EXPOSÉ GÉNÉRAL
Mesdames, Messieurs,
Le Sénat est saisi du projet de loi, adopté par
l'Assemblée nationale en première lecture le 31 mai 2000, relatif
à la sécurité du dépôt et de la collecte de
fonds par les entreprises privées.
L'examen de ce projet prend place quelques jours après la mort d'un
convoyeur de fonds à la suite d'une attaque perpétrée dans
le Var sur un véhicule blindé en stationnement devant une banque.
Ce projet de loi avait été examiné par le Conseil des
ministres du 17 mai 2000 dans un contexte de grève
générale des convoyeurs de fonds, intervenue du 9 au 24 mai 2000.
Cette grève générale faisait directement suite à
deux agressions de fourgons blindés s'étant produites
successivement à une semaine d'écart à Grenoble et
à Nanterre et à l'issue de chacune d'elle un convoyeur avait
été tué et deux convoyeurs blessés.

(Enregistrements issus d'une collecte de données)
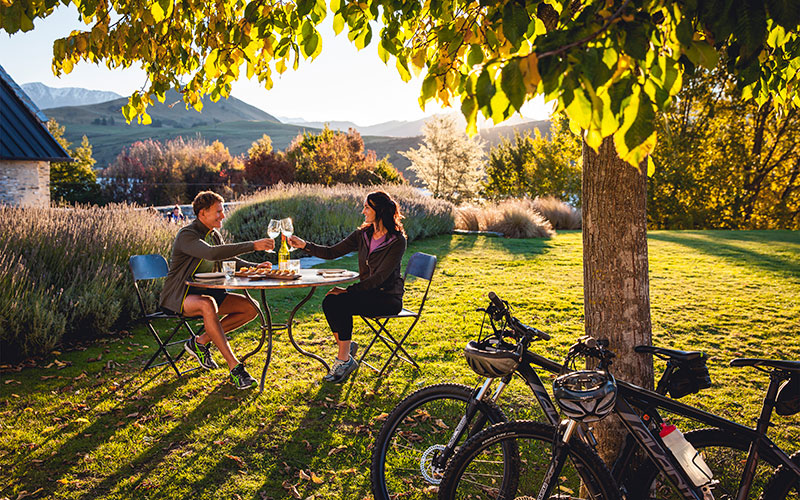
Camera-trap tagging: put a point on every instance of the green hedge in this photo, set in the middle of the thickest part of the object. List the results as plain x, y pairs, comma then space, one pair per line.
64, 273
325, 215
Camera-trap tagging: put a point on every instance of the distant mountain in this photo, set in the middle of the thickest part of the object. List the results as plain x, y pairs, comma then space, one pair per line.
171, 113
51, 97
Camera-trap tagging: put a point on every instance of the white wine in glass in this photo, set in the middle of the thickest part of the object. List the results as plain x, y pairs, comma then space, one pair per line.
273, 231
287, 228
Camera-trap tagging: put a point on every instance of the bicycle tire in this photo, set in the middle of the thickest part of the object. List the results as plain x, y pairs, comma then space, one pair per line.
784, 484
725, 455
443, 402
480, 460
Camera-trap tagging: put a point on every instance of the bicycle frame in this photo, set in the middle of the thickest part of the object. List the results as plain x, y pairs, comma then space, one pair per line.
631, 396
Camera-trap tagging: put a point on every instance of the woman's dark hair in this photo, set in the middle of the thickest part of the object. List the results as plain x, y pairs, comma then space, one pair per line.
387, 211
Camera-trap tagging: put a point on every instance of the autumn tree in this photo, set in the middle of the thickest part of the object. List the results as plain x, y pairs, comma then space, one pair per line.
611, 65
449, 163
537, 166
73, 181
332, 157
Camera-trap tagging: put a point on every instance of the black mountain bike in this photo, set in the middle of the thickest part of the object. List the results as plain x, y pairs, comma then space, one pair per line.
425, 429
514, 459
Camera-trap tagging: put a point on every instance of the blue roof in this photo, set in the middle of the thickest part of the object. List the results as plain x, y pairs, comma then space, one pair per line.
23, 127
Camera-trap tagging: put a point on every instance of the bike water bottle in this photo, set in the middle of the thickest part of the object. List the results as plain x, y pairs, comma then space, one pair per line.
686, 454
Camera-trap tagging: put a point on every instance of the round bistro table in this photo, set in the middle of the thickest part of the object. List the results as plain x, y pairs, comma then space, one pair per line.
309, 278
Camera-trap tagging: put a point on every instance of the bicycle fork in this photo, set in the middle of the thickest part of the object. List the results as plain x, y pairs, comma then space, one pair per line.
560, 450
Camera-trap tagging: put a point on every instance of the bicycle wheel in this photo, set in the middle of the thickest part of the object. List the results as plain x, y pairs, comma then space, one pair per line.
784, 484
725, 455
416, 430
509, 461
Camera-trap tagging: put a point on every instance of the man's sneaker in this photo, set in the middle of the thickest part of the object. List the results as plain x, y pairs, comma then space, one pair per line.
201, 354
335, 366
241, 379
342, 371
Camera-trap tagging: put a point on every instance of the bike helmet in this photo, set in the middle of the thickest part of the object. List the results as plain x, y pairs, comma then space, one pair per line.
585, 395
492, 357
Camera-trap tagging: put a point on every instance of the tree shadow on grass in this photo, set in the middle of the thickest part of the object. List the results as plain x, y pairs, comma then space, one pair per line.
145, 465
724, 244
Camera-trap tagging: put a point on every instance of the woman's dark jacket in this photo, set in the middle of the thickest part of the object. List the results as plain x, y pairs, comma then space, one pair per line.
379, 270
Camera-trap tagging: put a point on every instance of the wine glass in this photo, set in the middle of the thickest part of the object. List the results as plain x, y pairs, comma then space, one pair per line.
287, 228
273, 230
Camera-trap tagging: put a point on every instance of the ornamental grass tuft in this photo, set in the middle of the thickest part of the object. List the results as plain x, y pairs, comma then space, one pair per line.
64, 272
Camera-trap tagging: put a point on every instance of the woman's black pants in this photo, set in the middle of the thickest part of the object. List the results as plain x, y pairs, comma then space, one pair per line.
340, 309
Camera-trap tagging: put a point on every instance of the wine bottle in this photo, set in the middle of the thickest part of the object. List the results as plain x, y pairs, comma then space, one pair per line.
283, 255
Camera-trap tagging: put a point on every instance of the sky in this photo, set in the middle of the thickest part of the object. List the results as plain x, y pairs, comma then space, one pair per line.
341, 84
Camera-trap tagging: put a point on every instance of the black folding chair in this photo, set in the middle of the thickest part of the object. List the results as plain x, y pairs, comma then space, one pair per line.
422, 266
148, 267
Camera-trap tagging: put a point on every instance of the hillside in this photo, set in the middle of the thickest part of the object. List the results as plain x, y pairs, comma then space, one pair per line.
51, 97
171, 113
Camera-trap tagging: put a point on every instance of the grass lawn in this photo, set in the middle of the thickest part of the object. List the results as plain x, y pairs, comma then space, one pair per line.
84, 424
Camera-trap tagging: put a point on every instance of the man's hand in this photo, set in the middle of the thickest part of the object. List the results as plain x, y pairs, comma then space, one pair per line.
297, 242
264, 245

▶ CONSIGNE A: Réécrivez la partie du passage fourni qui commence aux mots « L'examen de ce » et s'arrête après « devant une banque. », en y remplaçant « véhicule blindé » par « fourgon blindé ».
▶ CONSIGNE B: Relevez chaque ligne des enregistrements qui contient la chaîne « bike », en tenant compte de la casse.
Le passage fourni et les enregistrements forment deux ensembles distincts, sans rapport l'un avec l'autre.

▶ RÉPONSE ATTENDUE A:
L'examen de ce projet prend place quelques jours après la mort d'un
convoyeur de fonds à la suite d'une attaque perpétrée dans
le Var sur un fourgon blindé en stationnement devant une banque.

▶ RÉPONSE ATTENDUE B:
Camera-trap tagging: put a point on every instance of the black mountain bike in this photo, set in the middle of the thickest part of the object. List the results as plain x, y pairs, comma then space, one pair per line.
Camera-trap tagging: put a point on every instance of the bike water bottle in this photo, set in the middle of the thickest part of the object. List the results as plain x, y pairs, comma then space, one pair per line.
Camera-trap tagging: put a point on every instance of the bike helmet in this photo, set in the middle of the thickest part of the object. List the results as plain x, y pairs, comma then space, one pair per line.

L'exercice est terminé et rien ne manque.